**DOCUMENT SEGMENT**
Her family and colleagues also believe she would have had a chance had NRS Medical College Hospital not cited red tape to delay her possible transfer to Apollo Gleneagles.
Saheli, two of her colleagues from Deccan and their driver were injured in a collision with a lorry on EM Bypass, at a spot hardly a five-minute walk from Apollo, in the early hours today.
The police took them to NRS, a 20-minute drive away. Saheli, due to marry in December, died of her head injuries two hours later at 5am.
Sulekh Roy, 31, and Manish Singh, 27, were later shifted to Apollo and driver Jahangir Alam to Charnock Hospital.
Apollo was the closest. Why did the cops take them to NRS? asked Sahelis uncle Ramanath Ganguly.
The norms say police must take accident victims to the nearest healthcare unit. They do not say this unit has to be a state-run hospital. Traffic police bosses admitted this, with special additional commissioner Ranveer Kumar promising to investigate.

**THINGS TO DO**
a - Reproduce word for word the passage of the news report on Saheli's death, starting with "The norms say" and going on through "promising to investigate.".
b - Extend the news report on the EM Bypass accident and the choice of hospital, picking up after its final sentence.

**GIVEN INFORMATION**
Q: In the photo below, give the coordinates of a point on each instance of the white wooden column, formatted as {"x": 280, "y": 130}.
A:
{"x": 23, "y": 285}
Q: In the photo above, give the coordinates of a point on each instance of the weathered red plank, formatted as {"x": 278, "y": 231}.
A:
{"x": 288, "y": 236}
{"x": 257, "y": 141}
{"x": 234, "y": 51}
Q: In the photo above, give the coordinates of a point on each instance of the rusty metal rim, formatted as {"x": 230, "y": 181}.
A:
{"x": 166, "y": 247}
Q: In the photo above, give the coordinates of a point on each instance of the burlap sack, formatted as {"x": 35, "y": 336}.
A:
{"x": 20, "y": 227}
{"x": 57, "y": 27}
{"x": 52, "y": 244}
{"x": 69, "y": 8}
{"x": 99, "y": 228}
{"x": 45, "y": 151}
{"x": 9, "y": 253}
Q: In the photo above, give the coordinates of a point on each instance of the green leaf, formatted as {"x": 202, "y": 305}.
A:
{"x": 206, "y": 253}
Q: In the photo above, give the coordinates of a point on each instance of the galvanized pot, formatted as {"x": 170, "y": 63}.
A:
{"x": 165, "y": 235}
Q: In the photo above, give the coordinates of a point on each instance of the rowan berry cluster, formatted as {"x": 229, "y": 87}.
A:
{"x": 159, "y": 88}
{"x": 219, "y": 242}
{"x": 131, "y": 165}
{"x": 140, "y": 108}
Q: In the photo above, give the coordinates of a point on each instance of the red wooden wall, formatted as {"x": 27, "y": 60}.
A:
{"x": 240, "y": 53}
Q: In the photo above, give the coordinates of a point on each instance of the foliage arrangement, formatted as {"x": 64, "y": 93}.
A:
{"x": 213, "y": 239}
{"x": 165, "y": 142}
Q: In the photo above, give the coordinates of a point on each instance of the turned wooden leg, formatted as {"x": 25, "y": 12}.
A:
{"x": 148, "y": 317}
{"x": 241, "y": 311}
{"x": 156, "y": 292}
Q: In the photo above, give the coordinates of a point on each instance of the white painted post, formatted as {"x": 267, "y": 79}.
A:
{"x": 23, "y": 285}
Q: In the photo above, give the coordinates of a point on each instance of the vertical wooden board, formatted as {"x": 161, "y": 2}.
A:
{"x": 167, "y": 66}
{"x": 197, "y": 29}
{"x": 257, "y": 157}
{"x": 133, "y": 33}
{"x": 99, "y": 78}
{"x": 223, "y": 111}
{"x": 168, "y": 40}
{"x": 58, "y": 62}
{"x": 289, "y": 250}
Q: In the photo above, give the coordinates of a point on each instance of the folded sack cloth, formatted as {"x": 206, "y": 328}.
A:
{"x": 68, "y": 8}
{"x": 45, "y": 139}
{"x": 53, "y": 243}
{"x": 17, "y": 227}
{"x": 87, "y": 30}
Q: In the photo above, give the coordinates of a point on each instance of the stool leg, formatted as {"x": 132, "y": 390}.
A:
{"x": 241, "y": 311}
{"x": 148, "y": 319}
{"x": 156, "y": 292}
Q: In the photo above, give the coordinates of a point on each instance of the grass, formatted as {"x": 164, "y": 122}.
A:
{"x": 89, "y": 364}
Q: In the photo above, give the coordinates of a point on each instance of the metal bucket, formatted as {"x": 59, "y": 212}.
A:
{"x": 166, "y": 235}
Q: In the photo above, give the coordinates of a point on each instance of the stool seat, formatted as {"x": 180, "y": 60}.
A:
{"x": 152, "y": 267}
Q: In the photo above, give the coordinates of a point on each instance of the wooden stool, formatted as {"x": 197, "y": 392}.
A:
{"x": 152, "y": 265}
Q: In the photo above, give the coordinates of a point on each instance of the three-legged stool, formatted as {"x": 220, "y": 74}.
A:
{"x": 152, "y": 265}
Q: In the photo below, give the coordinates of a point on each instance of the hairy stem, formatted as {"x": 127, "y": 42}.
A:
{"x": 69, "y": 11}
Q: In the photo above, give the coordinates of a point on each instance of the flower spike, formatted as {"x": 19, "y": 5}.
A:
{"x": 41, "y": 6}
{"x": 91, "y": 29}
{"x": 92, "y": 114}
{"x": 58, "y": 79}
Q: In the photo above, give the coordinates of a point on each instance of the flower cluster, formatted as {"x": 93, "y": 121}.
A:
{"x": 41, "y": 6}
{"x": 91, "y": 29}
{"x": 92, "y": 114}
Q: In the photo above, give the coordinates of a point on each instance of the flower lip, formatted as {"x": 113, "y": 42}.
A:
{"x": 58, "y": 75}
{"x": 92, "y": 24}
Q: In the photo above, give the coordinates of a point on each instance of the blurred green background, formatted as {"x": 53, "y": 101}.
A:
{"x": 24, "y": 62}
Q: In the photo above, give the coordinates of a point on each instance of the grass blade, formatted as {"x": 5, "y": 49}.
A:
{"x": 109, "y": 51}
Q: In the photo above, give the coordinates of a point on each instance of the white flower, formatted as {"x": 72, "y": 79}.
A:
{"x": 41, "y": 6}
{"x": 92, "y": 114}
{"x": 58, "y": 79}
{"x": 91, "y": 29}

**RESULTS FOR THE EXERCISE**
a -
The norms say police must take accident victims to the nearest healthcare unit. They do not say this unit has to be a state-run hospital. Traffic police bosses admitted this, with special additional commissioner Ranveer Kumar promising to investigate.

b -
We kept asking (the NRS doctors) to discharge Sulekh and Saheli, who were critical, but even after some 90 minutes they kept saying the paperwork wasnt ready. Sulekh would have died too had we not got him shifted, a colleague said.
NRS medical superintendent L.K. Ghosh denied any complaint from the patients relatives but promised an inquiry on Monday.
Sulekh, with face and leg fractures and brain clots, is in the ICU, critical but stable. Singh has a dislocated hip.
Saheli had been a member of Deccans ground support staff for three years. Her father Prabir Roy is a retired bank official.